• [TO DO]: Rewrite the Milton Hospital finance article from "Investments, patient drop-off" up to and including "of financial services.", putting "speculative-grade status" in place of "junk-bond status".

News & Events

Milton Hospital finances in a bind (MS)

Investments, patient drop-off taking toll
By Jeffrey Krasner Globe Staff / March 17, 2009

Hit by declining patient volumes, lower investment income, and competition from nearby institutions, Milton Hospital faces a financial squeeze that clouds its future.

Standard & Poor’s, the financial rating firm, recently dropped its ranking of $44 million in Milton Hospital bonds to below investment grade, or junk-bond status. The downgrade will not immediately hurt the hospital, since it is not planning to borrow more money soon, but the lower rating illustrates the 106-year-old institution’s fragile condition.

The hospital had a small layoff in January, and is now looking for more ways to cut costs, said James C. Holleran Jr., vice president of financial services.

"We are trying to open every contract," Holleran said. That includes renegotiating prices with vendors, he said. The hospital also has frozen salaries and suspended planned bonus payments.

Milton Hospital’s predicament is typical of what is happening at many Massachusetts community hospitals. They are losing patients to large academic medical centers with powerful brand names.

At the same time, other potential customers are putting off elective procedures because they are out of work or worried about becoming unemployed and losing employer-paid health coverage. In addition, the stock market’s decline has severely eroded investments.

"The situation in our community hospitals is that our profit margins are very low," said Donald J. Thieme, executive director of the Massachusetts Council of Community Hospitals, a trade group. "The offset has [typically] been nonoperating or investment income. When that craters, you become extremely vulnerable."

Some community hospitals are in danger of violating their debt covenants – target measures of financial health that they have promised lenders they will maintain.

Usually, hospitals that borrow through tax-free bond offerings are re quired to generate revenues greater than debt payments, and also must keep a specific amount of cash on hand.

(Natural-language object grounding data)
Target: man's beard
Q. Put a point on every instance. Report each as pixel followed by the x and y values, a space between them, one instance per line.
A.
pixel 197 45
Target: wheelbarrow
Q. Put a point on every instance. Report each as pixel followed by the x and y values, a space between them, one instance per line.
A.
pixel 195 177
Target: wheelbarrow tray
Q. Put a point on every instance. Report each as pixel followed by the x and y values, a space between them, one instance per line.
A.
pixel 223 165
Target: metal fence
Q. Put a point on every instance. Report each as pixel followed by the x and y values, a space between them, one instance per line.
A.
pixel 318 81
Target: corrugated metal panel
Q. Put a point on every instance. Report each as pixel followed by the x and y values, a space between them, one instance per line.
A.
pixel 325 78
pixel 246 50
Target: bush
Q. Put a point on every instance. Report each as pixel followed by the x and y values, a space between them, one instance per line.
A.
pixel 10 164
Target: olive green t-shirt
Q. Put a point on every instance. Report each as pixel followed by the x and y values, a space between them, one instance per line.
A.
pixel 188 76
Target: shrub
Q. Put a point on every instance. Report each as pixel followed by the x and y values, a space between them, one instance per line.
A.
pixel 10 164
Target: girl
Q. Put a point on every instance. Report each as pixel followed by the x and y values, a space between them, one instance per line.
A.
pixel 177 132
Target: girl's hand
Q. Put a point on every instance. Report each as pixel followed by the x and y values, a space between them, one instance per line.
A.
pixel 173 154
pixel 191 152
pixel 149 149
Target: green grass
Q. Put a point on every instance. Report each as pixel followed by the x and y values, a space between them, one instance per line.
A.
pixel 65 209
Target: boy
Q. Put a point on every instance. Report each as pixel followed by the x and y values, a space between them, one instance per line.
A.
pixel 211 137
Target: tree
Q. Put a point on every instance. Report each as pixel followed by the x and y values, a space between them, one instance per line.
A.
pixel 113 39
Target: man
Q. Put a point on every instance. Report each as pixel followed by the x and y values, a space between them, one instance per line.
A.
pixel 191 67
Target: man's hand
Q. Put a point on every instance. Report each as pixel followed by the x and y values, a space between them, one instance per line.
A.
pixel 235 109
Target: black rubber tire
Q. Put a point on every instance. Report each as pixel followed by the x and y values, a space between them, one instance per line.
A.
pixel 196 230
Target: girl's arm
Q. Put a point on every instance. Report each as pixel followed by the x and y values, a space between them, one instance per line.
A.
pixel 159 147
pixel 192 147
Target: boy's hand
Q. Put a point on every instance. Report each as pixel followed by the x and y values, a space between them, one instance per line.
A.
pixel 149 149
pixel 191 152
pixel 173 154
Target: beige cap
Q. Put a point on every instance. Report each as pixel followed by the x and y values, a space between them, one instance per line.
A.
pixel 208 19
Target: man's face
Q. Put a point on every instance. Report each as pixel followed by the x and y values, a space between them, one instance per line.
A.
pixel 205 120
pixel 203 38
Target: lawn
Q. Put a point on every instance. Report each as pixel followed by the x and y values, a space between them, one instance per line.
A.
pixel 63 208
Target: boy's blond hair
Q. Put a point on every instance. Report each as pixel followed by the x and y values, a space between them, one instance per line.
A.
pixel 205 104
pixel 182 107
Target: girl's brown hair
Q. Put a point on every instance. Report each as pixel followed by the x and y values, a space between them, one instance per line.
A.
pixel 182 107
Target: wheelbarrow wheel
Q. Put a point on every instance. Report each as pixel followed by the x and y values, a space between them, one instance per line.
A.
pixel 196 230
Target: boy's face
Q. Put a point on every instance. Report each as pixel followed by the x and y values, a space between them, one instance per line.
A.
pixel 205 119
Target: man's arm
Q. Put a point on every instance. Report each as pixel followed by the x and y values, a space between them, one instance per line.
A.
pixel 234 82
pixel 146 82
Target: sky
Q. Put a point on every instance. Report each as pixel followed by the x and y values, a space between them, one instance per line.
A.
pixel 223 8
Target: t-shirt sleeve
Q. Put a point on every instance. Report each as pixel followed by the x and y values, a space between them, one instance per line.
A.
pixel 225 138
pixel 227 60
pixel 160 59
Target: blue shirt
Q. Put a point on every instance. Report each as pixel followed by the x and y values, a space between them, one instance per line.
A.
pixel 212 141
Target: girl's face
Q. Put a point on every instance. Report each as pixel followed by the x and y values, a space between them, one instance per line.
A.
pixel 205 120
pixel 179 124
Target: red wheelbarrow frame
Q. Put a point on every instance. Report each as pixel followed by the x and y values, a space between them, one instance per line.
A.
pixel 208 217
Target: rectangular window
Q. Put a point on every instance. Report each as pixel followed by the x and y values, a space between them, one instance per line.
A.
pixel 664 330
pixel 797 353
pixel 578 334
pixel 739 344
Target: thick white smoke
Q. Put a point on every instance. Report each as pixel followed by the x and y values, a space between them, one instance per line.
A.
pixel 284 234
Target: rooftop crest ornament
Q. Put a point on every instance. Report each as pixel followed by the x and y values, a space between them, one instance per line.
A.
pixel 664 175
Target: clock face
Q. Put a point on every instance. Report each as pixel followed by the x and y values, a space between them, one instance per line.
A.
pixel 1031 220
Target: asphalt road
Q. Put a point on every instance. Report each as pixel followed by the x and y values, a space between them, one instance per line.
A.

• [TASK RESPONSE]:
Investments, patient drop-off taking toll
By Jeffrey Krasner Globe Staff / March 17, 2009

Hit by declining patient volumes, lower investment income, and competition from nearby institutions, Milton Hospital faces a financial squeeze that clouds its future.

Standard & Poor’s, the financial rating firm, recently dropped its ranking of $44 million in Milton Hospital bonds to below investment grade, or speculative-grade status. The downgrade will not immediately hurt the hospital, since it is not planning to borrow more money soon, but the lower rating illustrates the 106-year-old institution’s fragile condition.

The hospital had a small layoff in January, and is now looking for more ways to cut costs, said James C. Holleran Jr., vice president of financial services.